## Given instruction:
Recast the rows below as a Markdown table with two columns, Index for the row number and Text for the row itself, and skip any blank lines. Leave the pictures out of the table.

## Start Data lines

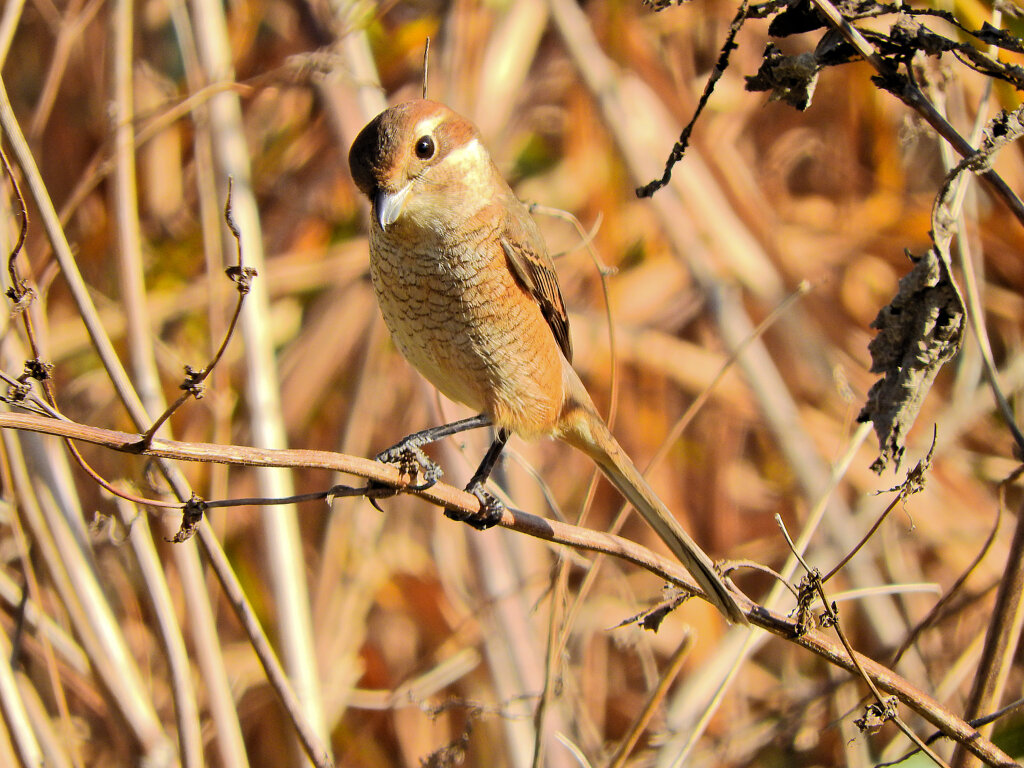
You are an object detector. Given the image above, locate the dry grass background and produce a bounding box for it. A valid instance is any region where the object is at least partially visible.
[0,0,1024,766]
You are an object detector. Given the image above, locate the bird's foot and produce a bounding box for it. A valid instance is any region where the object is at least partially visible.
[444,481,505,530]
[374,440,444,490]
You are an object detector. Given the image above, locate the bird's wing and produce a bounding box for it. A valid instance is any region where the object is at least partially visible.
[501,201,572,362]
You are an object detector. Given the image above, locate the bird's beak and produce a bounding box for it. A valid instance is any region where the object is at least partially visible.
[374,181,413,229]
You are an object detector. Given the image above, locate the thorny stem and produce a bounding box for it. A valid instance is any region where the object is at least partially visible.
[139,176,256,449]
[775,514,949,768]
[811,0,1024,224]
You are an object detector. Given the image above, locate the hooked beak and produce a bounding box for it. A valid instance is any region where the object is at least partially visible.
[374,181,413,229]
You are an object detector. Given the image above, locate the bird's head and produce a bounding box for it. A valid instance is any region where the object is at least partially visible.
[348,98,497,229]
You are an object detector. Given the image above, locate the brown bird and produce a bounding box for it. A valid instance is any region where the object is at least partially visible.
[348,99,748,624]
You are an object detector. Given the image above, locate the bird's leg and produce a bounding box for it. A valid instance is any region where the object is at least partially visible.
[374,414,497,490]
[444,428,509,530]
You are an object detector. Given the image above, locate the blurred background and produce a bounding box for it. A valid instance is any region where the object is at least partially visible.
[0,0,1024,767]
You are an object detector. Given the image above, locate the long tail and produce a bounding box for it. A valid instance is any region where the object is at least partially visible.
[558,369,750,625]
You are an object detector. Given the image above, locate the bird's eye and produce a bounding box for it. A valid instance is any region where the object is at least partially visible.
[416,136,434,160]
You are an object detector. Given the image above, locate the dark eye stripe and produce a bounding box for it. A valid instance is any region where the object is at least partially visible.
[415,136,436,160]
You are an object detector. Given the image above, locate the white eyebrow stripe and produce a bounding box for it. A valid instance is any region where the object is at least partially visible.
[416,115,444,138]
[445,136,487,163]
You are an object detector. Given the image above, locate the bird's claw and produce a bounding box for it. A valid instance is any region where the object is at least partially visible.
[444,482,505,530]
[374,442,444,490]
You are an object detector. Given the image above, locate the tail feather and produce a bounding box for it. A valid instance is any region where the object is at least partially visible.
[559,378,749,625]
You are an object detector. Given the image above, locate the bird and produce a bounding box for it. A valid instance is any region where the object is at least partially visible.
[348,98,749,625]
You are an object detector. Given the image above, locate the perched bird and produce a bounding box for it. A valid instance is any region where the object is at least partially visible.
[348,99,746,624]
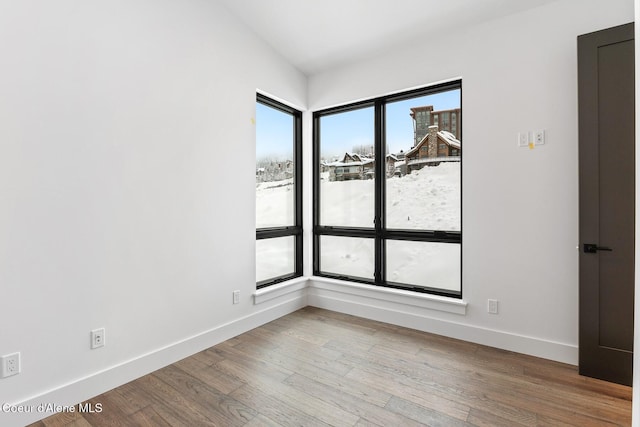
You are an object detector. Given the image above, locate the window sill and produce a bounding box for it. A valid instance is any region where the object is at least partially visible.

## End Data lines

## Correct output:
| Index | Text |
|---|---|
| 1 | You are an object detector. Given the image above, locate the dry grass background and produce a bounding box for it. A valid instance is any region where the object is at least partially visible. |
| 2 | [0,0,1024,766] |
| 3 | You are an object detector. Given the image above, locate the bird's foot and produce a bounding box for it. A valid instance is any region where the object is at least partially visible. |
| 4 | [444,481,505,530] |
| 5 | [374,440,444,490] |
| 6 | You are an object detector. Given the image above, locate the bird's wing and produce a bounding box for it. A valid instance is any region where the object is at least partially visible. |
| 7 | [501,201,572,362] |
| 8 | You are an object detector. Given the image above, locate the bird's beak and produce a bounding box for it. A valid instance is any region where the object is at least partially visible. |
| 9 | [374,181,413,229] |
| 10 | You are an object detector. Given the image above, locate the thorny stem and produce a bounding box for it. A valid instance is any region where the object is at least partially visible. |
| 11 | [139,176,256,449] |
| 12 | [775,514,949,768] |
| 13 | [811,0,1024,224] |
| 14 | You are an object detector. Given the image above, locate the hooked beak and produce a bounding box for it. A valid instance is any region where the object is at least partially visible. |
| 15 | [374,181,413,229] |
| 16 | You are an object detector. Given the image above, locate the bird's head and produce a bounding box for it. A valid instance is any region where the object is at least partially visible. |
| 17 | [348,98,497,229] |
| 18 | You are an object detector. Given the image above, locate the brown bird and produce a bounding box for it. A valid instance is any region where the object is at least partially visible. |
| 19 | [348,99,748,624] |
| 20 | You are an object detector. Given the image above, locate the bird's leg and produce a bounding box for it. A valid instance is any region where the object is at least partially visible. |
| 21 | [374,414,497,490] |
| 22 | [444,428,509,530] |
| 23 | You are an object detector. Given the image above, locate the blurred background and produce a bounding box for it. A valid instance is any region where the object is at least partially visible. |
| 24 | [0,0,1024,767] |
| 25 | You are an object detector. Given the image above, locate the long tail and produce a bounding box for it. A valid instance is any region where the object is at least partially visible. |
| 26 | [558,369,750,625] |
| 27 | You are an object detector. Given the image above, locate the bird's eye and produce a bounding box for it. A valid instance is any region where the object is at least partially visible. |
| 28 | [416,136,434,160] |
| 29 | You are an object detector. Given the image above, locate the dark eye stripe and produce a bounding box for it. A valid instance is any region where the object is at least partially visible. |
| 30 | [415,136,436,160] |
| 31 | You are an object detector. Given the image above, locate the white eyebrow stripe and produce a bounding box for it. A valid instance is any region where the object is at least partially visible. |
| 32 | [416,115,444,138] |
| 33 | [445,136,487,163] |
| 34 | You are an object detector. Given the image above, locate the bird's claw and produce a bounding box for it. A valid instance is any region where the object is at least partially visible. |
| 35 | [444,482,505,530] |
| 36 | [374,442,444,490] |
| 37 | You are an object detector. Given the image above, locate the tail feather and produce a bounding box for it. A valid instance is any region where the object is at least partially visible. |
| 38 | [559,378,749,625] |
| 39 | You are an object detector. Given the image above, locate the bird and produce a bounding box for it. A valid instance is any region where the object is at least partially visible. |
| 40 | [348,98,749,625] |
| 41 | You are an object detector. Given the image above, locate the perched bird and produce a bounding box for it. A valid instance is any region where the object is at least partially visible. |
| 42 | [348,99,746,624] |
| 43 | You are an object detector. Given the image above, locate the window sill and produce a bounding box for it. A valid instance is any region where the object is at least partially visible. |